(A sequence of records)
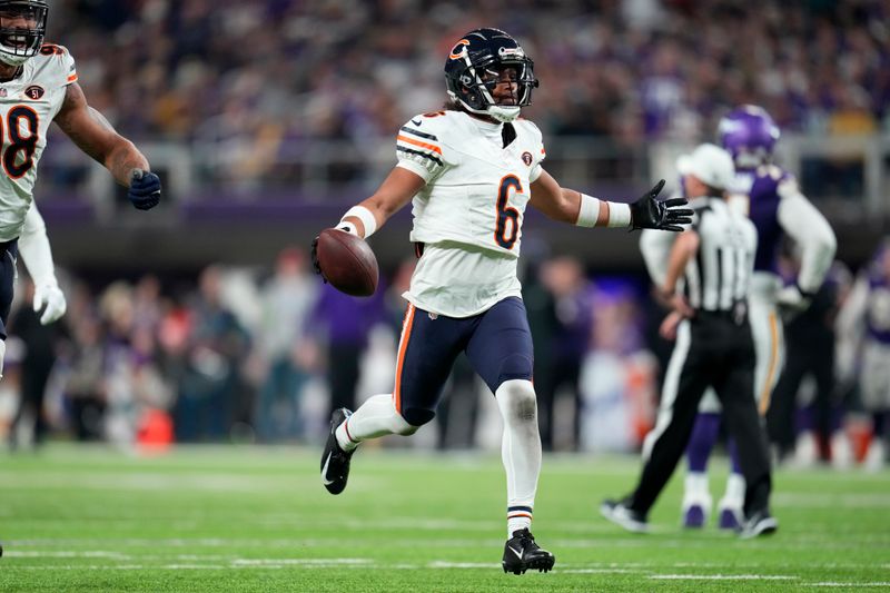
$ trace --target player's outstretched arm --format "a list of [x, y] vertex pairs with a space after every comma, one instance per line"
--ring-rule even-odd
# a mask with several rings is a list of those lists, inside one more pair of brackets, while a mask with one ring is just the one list
[[838, 239], [822, 213], [800, 192], [797, 181], [782, 182], [778, 191], [779, 225], [801, 249], [797, 284], [782, 291], [780, 303], [792, 309], [805, 309], [825, 279]]
[[[404, 167], [395, 167], [373, 196], [346, 210], [336, 228], [367, 239], [425, 185], [426, 181], [419, 175]], [[324, 278], [318, 263], [318, 237], [313, 240], [312, 259], [315, 273]]]
[[366, 239], [409, 202], [424, 185], [426, 181], [417, 174], [395, 167], [373, 196], [346, 211], [337, 228]]
[[105, 165], [118, 184], [129, 188], [128, 196], [136, 208], [148, 210], [158, 205], [160, 179], [149, 170], [148, 159], [87, 105], [77, 82], [68, 86], [53, 121], [83, 152]]
[[43, 309], [40, 316], [41, 325], [58, 320], [65, 315], [68, 304], [56, 279], [47, 225], [33, 201], [24, 217], [24, 227], [19, 236], [19, 254], [34, 283], [34, 312]]
[[659, 201], [657, 195], [664, 180], [645, 192], [633, 204], [600, 200], [574, 189], [560, 187], [547, 172], [532, 184], [528, 201], [547, 217], [581, 227], [654, 228], [660, 230], [683, 230], [681, 225], [692, 221], [692, 210], [685, 206], [685, 198]]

Your task: Present all the items above as a numbered list, skipping any blank lines and leaving out the pictures.

Exercise result:
1. $ trace --target player's outstretched arm --format "a list of [x, y] vertex pairs with a space after every comma, one instance per line"
2. --ring-rule even-odd
3. # a mask with several rings is a list of those lists, inside one more pair of brackets, while a mask with one ring is just the one list
4. [[838, 239], [822, 213], [800, 192], [797, 181], [782, 182], [778, 191], [779, 225], [801, 249], [797, 284], [782, 291], [780, 303], [792, 309], [805, 309], [825, 279]]
5. [[[404, 167], [395, 167], [373, 196], [346, 210], [336, 228], [367, 239], [425, 185], [426, 181], [419, 175]], [[324, 278], [318, 263], [318, 237], [313, 240], [312, 259], [315, 273]]]
6. [[366, 239], [409, 202], [424, 185], [426, 181], [417, 174], [395, 167], [373, 196], [346, 211], [337, 228]]
7. [[105, 165], [118, 184], [129, 188], [128, 196], [136, 208], [148, 210], [158, 205], [160, 179], [149, 170], [148, 159], [87, 105], [77, 82], [68, 86], [53, 121], [83, 152]]
8. [[43, 309], [40, 316], [41, 325], [58, 320], [65, 315], [68, 304], [56, 279], [47, 225], [33, 201], [24, 217], [24, 227], [19, 236], [19, 254], [34, 283], [34, 312]]
9. [[659, 201], [657, 195], [664, 180], [645, 192], [633, 204], [600, 200], [574, 189], [560, 187], [547, 172], [532, 184], [528, 201], [547, 217], [581, 227], [654, 228], [660, 230], [683, 230], [681, 225], [692, 221], [692, 210], [685, 206], [685, 198]]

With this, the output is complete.